(Beginning of Page extract)
Managing stress in a healthy way is the of the key principals to a naturally healthy life. Stress is an inevitable part of our lives, we can’t get away from it, however we can implement tools to help us manage it in a healthy way and decrease its impact on our physical, mental and emotional health. One of the most powerful ways to decrease the stress impact on your health is to spend more time outdoors.
Researchers are discovering that surrounding yourself with nature can be one of the most powerful stress-relievers out there.
Lowers Stress Hormones
In a recent study published in the journal Landscape and Urban Planning, scientists measured the levels of the stress hormone cortisol in 25 healthy adults in Scotland. Those who lived in the areas with the most amount of green space had lower levels of cortisol, and they reported feeling less stress than those who spent more time in urban settings.
When it comes to reducing stress, there’s just something about being in our natural element that’s hard to beat, says lead study author Catharine Ward Thompson, director of the OPENspace Research Centre at the University of Edinburgh in Scotland. Being in wide open spaces mean more opportunities to increase your health and vitality and here’s why…
Being outdoors means more exercise. Exercise is the best natural mood booster. Combine that with fresh air, sunshine and wide open spaces and your mood is boosted exponentially. Exercise is one of the best relievers and being outdoors helps to calm your nervous system, regulate internal body systems and detox, bringing more clarity and vitality.
“Take advantage of opportunities to visit a green space as often as possible, even if only for five minutes, to help enhance your wellbeing and reduce your stress levels,” says Thompson.
Sunshine is also a natural mood booster and stress reliever. Many of our internal systems are regulated by your body’s circadian rhythms which aligns your physiology with the external environment. Your internal clock does much more than just help you sleep in the evening.
Dr. Mercola says, “Your body actually has many internal clocks – in your brain, lungs, liver, heart and even your skeletal muscles – and they all work to keep your body running smoothly by controlling temperature and the release of hormones, some of which impact your mood. Your circadian rhythm depends on receiving sunlight at the right times (during the day) in order to function properly.
If you do not get much sunlight when your body is expecting it – for example because you’re inside working all day or the weather is cold and cloudy – it can easily lead to changes in your brain that will negatively impact your mood.”
Research also clearly shows that vitamin D is absolutely critical for good health and disease prevention. Vitamin D affects your DNA through vitamin D receptors, which bind to specific locations of the human genome.
Scientists have identified nearly 3,000 genes that are influenced by vitamin D levels, and vitamin D receptors have been found throughout the human body.
We get rid of 80% of the toxins in our body through out breath, yet most of us breathe too shallow. Meaning most of us are keeping too many of these toxins in our body. Toxins inside the body harm cells and body functions and can cause you to feel more tension, stress and irritation. Being outdoors and engaging in some form of exercise, like walking, stimulates you to breathe more deeply and release more of these toxins.
Five minutes outside is all it takes get the mood-boosting effect, according to a 2010 study in the journal Environmental Science & Technology. Researchers found that people experienced the largest boosts to their mood and self-esteem after just spending five minutes outside doing some form of light exercise, like walking.
(End of Page extract)
(Beginning of Available data)
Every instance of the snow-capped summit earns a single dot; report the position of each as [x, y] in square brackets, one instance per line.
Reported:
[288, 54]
(End of Available data)
**Exercise brief:**
Rewrite the part of the page on stress and time outdoors that opens with "When it comes" and closes with "clarity and vitality.", replacing "wide open spaces" with "natural surroundings".

**Reply:**
When it comes to reducing stress, there’s just something about being in our natural element that’s hard to beat, says lead study author Catharine Ward Thompson, director of the OPENspace Research Centre at the University of Edinburgh in Scotland. Being in natural surroundings mean more opportunities to increase your health and vitality and here’s why…
Being outdoors means more exercise. Exercise is the best natural mood booster. Combine that with fresh air, sunshine and natural surroundings and your mood is boosted exponentially. Exercise is one of the best relievers and being outdoors helps to calm your nervous system, regulate internal body systems and detox, bringing more clarity and vitality.